[Point annotations for photos]
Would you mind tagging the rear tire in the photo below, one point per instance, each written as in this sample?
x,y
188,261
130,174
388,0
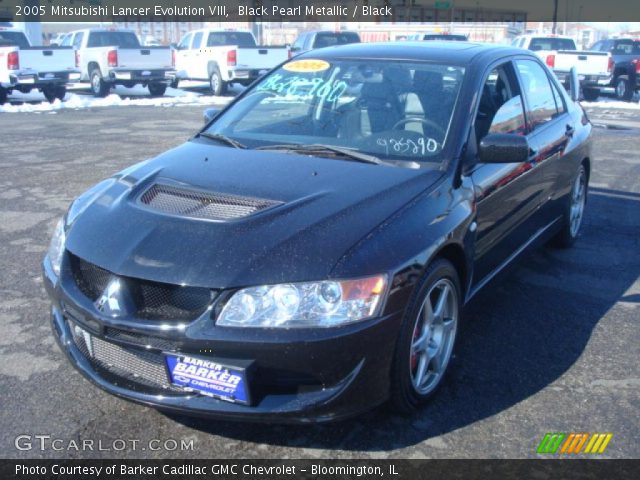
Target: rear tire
x,y
49,93
427,338
61,91
574,210
217,86
623,88
590,94
157,89
99,87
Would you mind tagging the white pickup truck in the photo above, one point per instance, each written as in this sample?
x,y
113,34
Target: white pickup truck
x,y
108,57
223,57
24,68
561,53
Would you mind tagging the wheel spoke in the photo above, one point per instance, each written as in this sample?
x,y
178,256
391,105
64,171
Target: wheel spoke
x,y
442,302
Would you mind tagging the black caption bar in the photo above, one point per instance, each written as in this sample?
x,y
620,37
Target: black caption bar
x,y
317,469
396,11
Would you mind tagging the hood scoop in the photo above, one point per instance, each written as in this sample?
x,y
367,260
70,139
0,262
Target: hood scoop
x,y
198,204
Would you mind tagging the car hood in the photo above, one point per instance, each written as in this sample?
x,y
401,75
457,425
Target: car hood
x,y
321,208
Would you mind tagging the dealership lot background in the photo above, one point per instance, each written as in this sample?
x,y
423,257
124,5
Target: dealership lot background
x,y
554,347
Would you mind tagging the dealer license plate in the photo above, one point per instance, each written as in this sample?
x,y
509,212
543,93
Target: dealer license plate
x,y
209,378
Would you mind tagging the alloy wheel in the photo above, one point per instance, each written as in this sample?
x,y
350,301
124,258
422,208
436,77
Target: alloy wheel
x,y
433,336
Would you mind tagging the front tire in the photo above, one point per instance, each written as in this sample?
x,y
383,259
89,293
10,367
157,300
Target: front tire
x,y
624,91
99,87
157,89
216,84
574,210
427,338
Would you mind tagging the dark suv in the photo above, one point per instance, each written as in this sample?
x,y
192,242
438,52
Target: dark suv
x,y
625,54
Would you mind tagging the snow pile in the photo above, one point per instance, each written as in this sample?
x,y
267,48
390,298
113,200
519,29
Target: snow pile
x,y
612,104
75,102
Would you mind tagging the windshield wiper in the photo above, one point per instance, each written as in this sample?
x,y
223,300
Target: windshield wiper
x,y
319,148
221,138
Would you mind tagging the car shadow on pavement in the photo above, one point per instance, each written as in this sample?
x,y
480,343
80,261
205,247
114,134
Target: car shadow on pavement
x,y
519,336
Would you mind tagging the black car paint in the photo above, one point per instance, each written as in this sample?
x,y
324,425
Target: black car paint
x,y
338,219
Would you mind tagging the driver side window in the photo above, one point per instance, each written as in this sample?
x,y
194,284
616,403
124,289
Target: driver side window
x,y
500,109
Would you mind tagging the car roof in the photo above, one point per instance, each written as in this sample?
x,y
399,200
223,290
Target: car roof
x,y
445,51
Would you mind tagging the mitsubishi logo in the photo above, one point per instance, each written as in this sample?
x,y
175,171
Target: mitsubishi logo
x,y
115,300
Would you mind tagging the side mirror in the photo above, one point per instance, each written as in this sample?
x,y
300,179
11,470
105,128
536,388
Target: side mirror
x,y
503,148
574,84
210,114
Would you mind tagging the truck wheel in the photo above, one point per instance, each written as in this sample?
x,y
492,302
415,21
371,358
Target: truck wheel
x,y
61,91
218,87
590,94
427,337
49,93
623,88
157,89
99,87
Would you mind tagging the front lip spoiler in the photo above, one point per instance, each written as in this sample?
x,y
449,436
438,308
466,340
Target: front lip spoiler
x,y
302,408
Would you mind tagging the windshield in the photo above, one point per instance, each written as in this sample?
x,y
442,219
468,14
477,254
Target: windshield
x,y
396,111
14,39
552,44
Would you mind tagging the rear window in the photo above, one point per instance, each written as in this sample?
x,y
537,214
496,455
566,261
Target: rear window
x,y
552,44
329,39
629,47
115,39
241,39
14,39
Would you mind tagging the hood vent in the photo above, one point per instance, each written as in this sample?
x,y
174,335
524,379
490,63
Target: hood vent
x,y
197,204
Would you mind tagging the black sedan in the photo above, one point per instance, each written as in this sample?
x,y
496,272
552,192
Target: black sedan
x,y
306,256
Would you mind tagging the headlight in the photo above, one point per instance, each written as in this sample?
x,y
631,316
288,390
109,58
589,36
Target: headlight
x,y
304,305
56,248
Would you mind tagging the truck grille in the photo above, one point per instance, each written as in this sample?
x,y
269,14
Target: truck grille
x,y
211,206
154,300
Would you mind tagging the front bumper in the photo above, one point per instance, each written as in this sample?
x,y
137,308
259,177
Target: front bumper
x,y
141,76
298,377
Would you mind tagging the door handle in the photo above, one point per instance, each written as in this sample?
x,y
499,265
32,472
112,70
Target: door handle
x,y
569,131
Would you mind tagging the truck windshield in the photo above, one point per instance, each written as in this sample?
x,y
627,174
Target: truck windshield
x,y
13,39
552,44
113,39
395,111
329,39
220,39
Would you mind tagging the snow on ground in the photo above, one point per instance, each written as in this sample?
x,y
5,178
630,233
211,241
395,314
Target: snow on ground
x,y
34,102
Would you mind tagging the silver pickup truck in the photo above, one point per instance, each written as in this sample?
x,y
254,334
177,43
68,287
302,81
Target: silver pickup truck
x,y
109,57
24,68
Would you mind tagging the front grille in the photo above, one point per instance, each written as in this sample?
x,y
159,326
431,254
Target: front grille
x,y
212,206
90,279
140,339
140,366
153,300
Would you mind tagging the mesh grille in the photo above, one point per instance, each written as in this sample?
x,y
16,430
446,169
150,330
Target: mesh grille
x,y
142,340
154,300
144,367
91,279
213,206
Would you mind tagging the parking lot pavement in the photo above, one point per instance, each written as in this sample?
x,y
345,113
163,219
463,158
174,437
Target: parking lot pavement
x,y
552,347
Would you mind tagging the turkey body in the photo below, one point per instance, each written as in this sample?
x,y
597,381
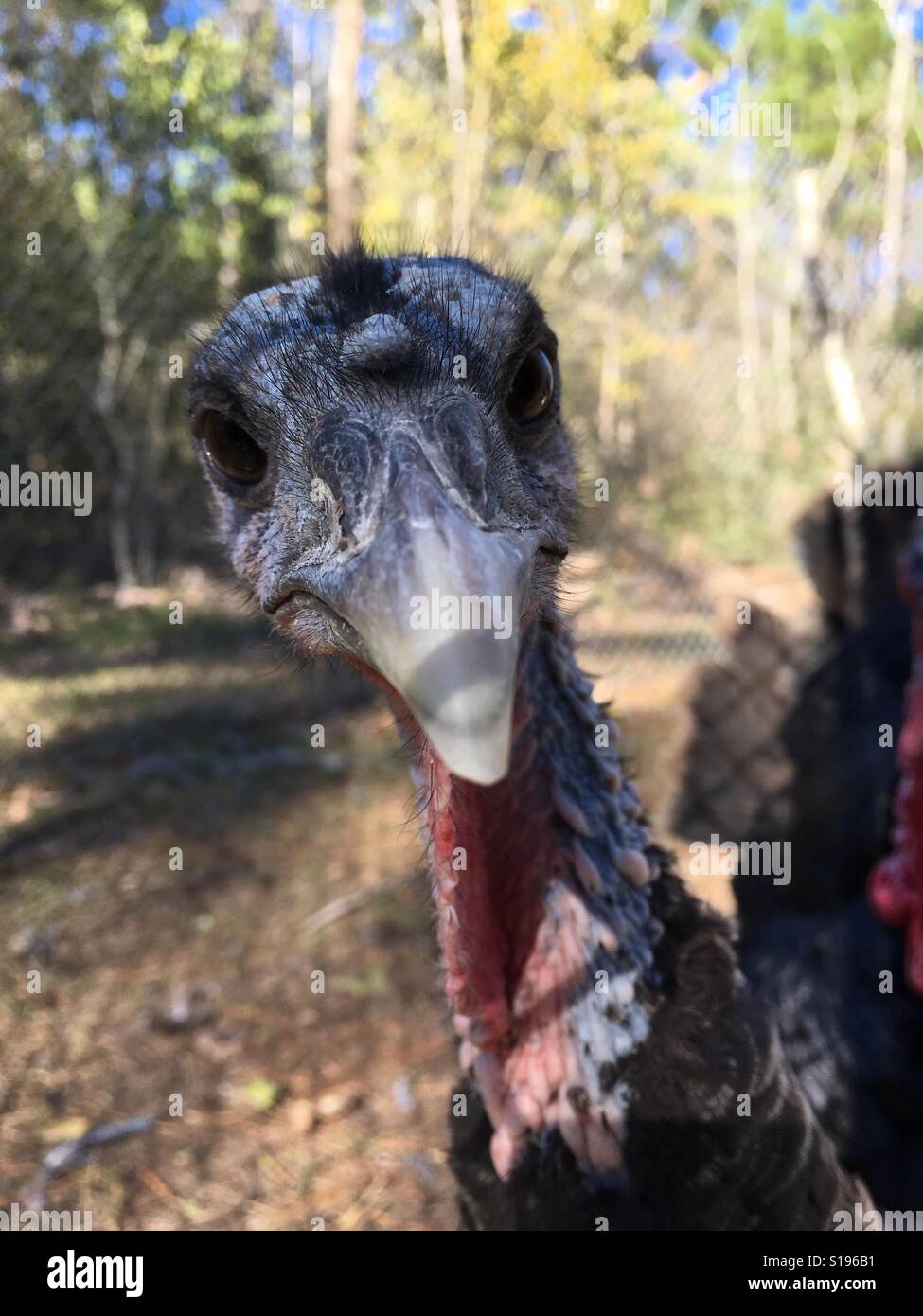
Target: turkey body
x,y
817,768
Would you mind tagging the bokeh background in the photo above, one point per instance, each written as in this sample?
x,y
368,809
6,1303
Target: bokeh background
x,y
738,317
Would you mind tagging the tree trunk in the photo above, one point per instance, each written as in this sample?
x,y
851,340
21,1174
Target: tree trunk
x,y
838,367
454,75
896,178
341,116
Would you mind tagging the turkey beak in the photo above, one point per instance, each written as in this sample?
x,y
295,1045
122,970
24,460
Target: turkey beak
x,y
437,603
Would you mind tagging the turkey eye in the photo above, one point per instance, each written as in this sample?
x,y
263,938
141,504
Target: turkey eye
x,y
532,388
231,448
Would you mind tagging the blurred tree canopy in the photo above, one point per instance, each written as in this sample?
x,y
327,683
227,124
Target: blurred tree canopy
x,y
737,314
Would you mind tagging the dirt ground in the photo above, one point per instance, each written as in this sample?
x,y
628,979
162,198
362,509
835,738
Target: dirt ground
x,y
274,1003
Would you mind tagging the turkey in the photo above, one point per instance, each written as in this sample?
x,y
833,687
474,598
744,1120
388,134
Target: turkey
x,y
815,728
393,482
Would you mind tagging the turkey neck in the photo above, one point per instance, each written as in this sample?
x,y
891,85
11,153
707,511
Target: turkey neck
x,y
542,895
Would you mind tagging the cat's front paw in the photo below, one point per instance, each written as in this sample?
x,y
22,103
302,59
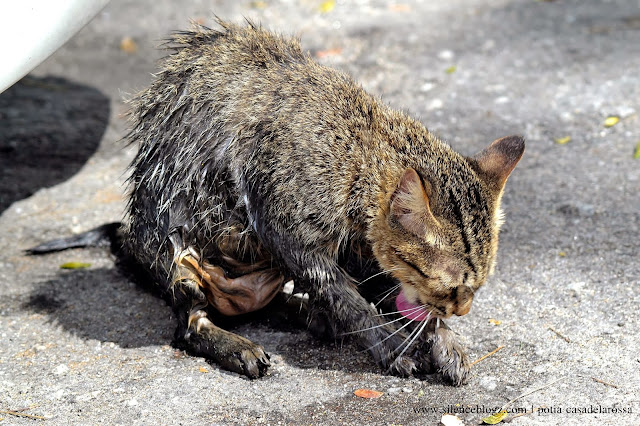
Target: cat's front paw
x,y
245,357
441,353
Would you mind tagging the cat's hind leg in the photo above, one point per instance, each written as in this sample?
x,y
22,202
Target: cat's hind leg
x,y
198,285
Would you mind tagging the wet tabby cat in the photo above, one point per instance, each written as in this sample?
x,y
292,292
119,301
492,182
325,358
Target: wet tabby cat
x,y
257,165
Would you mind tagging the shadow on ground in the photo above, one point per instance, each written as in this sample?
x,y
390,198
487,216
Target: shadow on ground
x,y
49,127
101,304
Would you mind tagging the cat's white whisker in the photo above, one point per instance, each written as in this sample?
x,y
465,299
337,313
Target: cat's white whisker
x,y
417,332
375,275
394,288
371,328
404,311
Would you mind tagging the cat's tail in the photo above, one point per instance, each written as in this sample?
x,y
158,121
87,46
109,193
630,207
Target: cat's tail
x,y
107,235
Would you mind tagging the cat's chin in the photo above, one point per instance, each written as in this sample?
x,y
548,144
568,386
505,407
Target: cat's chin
x,y
411,310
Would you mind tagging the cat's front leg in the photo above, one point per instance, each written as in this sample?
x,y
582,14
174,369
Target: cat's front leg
x,y
440,352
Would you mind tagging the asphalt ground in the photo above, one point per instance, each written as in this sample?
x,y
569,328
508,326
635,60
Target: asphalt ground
x,y
90,347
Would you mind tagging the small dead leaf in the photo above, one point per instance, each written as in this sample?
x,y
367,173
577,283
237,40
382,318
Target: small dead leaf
x,y
450,420
75,265
495,418
127,45
367,393
563,140
611,121
327,6
329,52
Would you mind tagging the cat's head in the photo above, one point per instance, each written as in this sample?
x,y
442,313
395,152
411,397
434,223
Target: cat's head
x,y
442,228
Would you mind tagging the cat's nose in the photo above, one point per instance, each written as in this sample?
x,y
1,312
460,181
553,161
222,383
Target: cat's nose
x,y
463,304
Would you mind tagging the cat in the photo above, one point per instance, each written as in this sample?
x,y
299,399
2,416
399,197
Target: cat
x,y
257,165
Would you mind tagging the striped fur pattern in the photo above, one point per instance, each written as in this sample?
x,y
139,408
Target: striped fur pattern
x,y
251,153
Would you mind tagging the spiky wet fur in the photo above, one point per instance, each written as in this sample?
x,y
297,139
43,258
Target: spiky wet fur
x,y
251,151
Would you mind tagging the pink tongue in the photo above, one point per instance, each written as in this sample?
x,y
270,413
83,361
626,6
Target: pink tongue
x,y
410,310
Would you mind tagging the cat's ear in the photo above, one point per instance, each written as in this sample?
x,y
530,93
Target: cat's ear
x,y
497,161
410,203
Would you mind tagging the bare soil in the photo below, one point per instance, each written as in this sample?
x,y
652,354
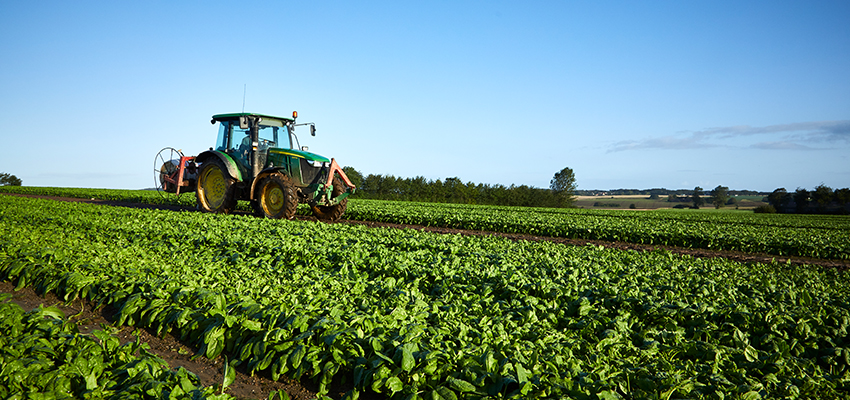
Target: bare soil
x,y
259,386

▶ [Written exercise] Copy out, unchanged, the span of lines beginning with the one that includes "Would you mind tagging the cat's head" and running through the final line of the material above. Leave the pictures out.

▶ [Final result]
Would you mind tagging the cat's head in the photo above, one point per instance, each written as in this sample?
x,y
442,313
395,152
411,397
434,223
Target: cat's head
x,y
442,228
Would you mind tagging the cat's nose in the photo above, one point per instance, each written as in this sample?
x,y
1,312
460,181
553,161
222,383
Target: cat's nose
x,y
463,304
Would you mind tagging the cat in the photo above, one point per instance, each written as in this sample?
x,y
299,399
2,416
399,197
Target: cat
x,y
257,165
Would you mind tagging the striped fur pattern in the photo above, one point per instance, each written as in this sample?
x,y
139,408
Target: striped fur pattern
x,y
251,153
Would you mind tagging the spiky wet fur in the photo above, one point per instance, each written as in this sample?
x,y
297,139
43,258
Target: spiky wet fur
x,y
251,151
Would you mind tagging the pink tongue in the photo above, one point per instance, each written as in this sample?
x,y
270,413
83,361
626,6
Target: pink tongue
x,y
410,310
Would you mind tagging the cat's ear in the photo above, one point per instance, each written as in this sample?
x,y
530,93
Target: cat's ear
x,y
497,161
410,203
Would you mind tagging the bare soil in the photo below, one point per instance, each written as in this sample?
x,y
652,354
Target: bare soil
x,y
259,386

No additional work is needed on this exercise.